Reproduce the stretch from the line containing "Where can the woven" through the end of the material, requests included, adding -42 to every coordinate in the answers.
──────────
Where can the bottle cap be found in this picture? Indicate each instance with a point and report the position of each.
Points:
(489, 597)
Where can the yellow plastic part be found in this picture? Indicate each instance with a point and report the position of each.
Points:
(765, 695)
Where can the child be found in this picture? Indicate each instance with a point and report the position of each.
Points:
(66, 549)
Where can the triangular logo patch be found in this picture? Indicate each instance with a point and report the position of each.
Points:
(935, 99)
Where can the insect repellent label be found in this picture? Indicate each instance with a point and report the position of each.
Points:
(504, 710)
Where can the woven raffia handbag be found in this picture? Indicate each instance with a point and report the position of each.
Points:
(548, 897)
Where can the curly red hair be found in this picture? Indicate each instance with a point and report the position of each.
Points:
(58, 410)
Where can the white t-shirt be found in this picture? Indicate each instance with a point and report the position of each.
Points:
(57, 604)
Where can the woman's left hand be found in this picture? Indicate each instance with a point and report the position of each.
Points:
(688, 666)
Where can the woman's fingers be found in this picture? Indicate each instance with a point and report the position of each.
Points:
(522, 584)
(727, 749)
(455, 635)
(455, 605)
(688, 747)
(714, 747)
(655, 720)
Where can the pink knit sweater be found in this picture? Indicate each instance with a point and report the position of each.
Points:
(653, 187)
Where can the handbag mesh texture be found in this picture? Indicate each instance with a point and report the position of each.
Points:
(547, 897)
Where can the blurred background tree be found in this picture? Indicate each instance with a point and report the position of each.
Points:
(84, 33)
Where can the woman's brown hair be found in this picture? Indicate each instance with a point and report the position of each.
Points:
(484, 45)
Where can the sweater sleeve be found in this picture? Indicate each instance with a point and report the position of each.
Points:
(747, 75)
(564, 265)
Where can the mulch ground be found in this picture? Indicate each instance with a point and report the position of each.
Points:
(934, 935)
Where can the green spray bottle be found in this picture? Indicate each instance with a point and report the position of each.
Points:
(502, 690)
──────────
Solution to this exercise
Where can the woven raffia handbag be found in this picture? Indicate each instance with a point and report the position of each.
Points:
(506, 855)
Where can the curly red hair be found in this picture? Indicate each instance with a point and report the position of each.
Points:
(16, 368)
Where can the white t-shirt be found in this picture? Indicate each instance with a point and report the position of each.
Points:
(15, 562)
Where can the woman's left hand be found in this picture? Indicate each instance with a point and report the position of each.
Points:
(646, 624)
Where can the woman's fingers be found in this picture? Indicate each instance with a point and report the position of each.
Points:
(480, 542)
(685, 707)
(413, 593)
(413, 563)
(646, 705)
(672, 705)
(613, 678)
Where can the pink knit sweater be found in this picture? Indicate each instance with a point and report the position of each.
Points:
(611, 145)
Where can the handbag mesh texture be found in this picture? Indicate each instance with a point and report the position of each.
Points:
(505, 855)
Where can the blurred background tree be found in this picture? Indicate each instance with a point and report the position of each.
Points:
(42, -9)
Where can the woman's brown hair be found in this picture? Indicate each instance with a point and report the position of each.
Points:
(442, 3)
Where can the sweater sleeve be found in this picture? Indicate each instance with a point and report the position of each.
Points:
(705, 33)
(522, 223)
Where can the mulch ground be found in this picture? Indicate each instance with a point and report the position of each.
Points:
(892, 893)
Where can the green spray bottle be found in this picture? Indicate each instance with a point and report the position of each.
Points:
(460, 648)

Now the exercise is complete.